__Given exercise__: Rewrite the records below, swapping "even-odd rule" for "nonzero winding rule" everywhere it appears and keeping everything else unchanged.

__Raw data__:
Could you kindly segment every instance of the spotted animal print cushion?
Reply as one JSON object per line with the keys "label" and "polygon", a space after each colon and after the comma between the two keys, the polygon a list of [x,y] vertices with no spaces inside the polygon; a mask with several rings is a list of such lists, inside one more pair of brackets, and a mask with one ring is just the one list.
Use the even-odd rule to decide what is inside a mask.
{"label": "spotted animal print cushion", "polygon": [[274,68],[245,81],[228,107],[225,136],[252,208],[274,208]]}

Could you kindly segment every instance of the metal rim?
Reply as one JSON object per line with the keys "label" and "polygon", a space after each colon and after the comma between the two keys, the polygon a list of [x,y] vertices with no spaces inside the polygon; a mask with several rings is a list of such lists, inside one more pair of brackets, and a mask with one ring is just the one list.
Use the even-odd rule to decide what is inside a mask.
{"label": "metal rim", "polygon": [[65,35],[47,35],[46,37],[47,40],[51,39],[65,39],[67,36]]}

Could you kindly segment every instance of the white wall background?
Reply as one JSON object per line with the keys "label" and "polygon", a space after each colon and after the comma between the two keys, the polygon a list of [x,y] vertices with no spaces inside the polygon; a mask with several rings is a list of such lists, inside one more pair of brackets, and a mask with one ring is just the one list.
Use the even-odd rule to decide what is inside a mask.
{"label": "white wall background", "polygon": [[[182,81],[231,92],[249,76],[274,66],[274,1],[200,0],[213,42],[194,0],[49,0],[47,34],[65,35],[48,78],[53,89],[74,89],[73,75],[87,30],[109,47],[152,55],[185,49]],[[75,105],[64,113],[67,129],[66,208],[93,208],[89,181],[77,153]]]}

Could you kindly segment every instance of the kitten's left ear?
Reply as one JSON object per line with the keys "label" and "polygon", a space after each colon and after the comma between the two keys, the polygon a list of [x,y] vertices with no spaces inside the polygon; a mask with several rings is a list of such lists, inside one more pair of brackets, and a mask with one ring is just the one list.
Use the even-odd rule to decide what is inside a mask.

__Solution to the problem__:
Could you kindly segment every instance of the spotted animal print cushion?
Reply as one JSON object per line with the keys "label" and "polygon", a space after each colon and after the comma between the two keys, the polygon a list of [x,y] vertices with no spaces inside the polygon; a mask with several rings is a list of such lists, inside one more pair of brackets, and a mask with one ring is just the one list.
Use the nonzero winding rule to decide what is inside a mask.
{"label": "spotted animal print cushion", "polygon": [[274,68],[245,81],[228,107],[225,136],[252,208],[274,208]]}

Could you kindly segment every instance of the metal rim?
Reply as one JSON object per line with the keys "label" and "polygon", a space after each colon and after the comma between the two keys, the polygon a list of [x,y] vertices with no spaces inside the polygon; a mask with several rings is a list of such lists, inside one more pair of brackets, and a mask with one ring is just the one list.
Use the nonzero winding rule to decide what is inside a mask.
{"label": "metal rim", "polygon": [[65,35],[47,35],[46,37],[47,40],[51,39],[65,39],[67,36]]}

Could you kindly segment every instance of the white wall background?
Reply as one JSON object per line with the keys "label" and "polygon", a space after each colon and after the comma between the two keys, the polygon a list of [x,y] vertices with no spaces inside the polygon; a mask with several rings is a list of such lists, inside one more pair of brackets, and a mask with one ring is just the one list.
Use the nonzero winding rule to decide what is inside a mask.
{"label": "white wall background", "polygon": [[[182,81],[231,92],[249,76],[274,66],[274,1],[200,0],[213,42],[194,0],[49,0],[47,34],[65,35],[48,78],[53,89],[74,89],[73,75],[87,30],[109,47],[152,55],[185,49]],[[75,105],[64,113],[67,129],[66,208],[93,208],[89,181],[77,153]]]}

Could you kindly segment every instance of the kitten's left ear?
Reply as one JSON object per line with the keys "label" and "polygon", a space after each colon and after the comma between the two keys, the polygon a list of [x,y] vertices with no spaces inside the polygon; a mask with several rings is a list of such lists, inside one more pair of brackets, and a mask with one ring is just the one list.
Use the nonzero winding rule to decide what is inside a mask.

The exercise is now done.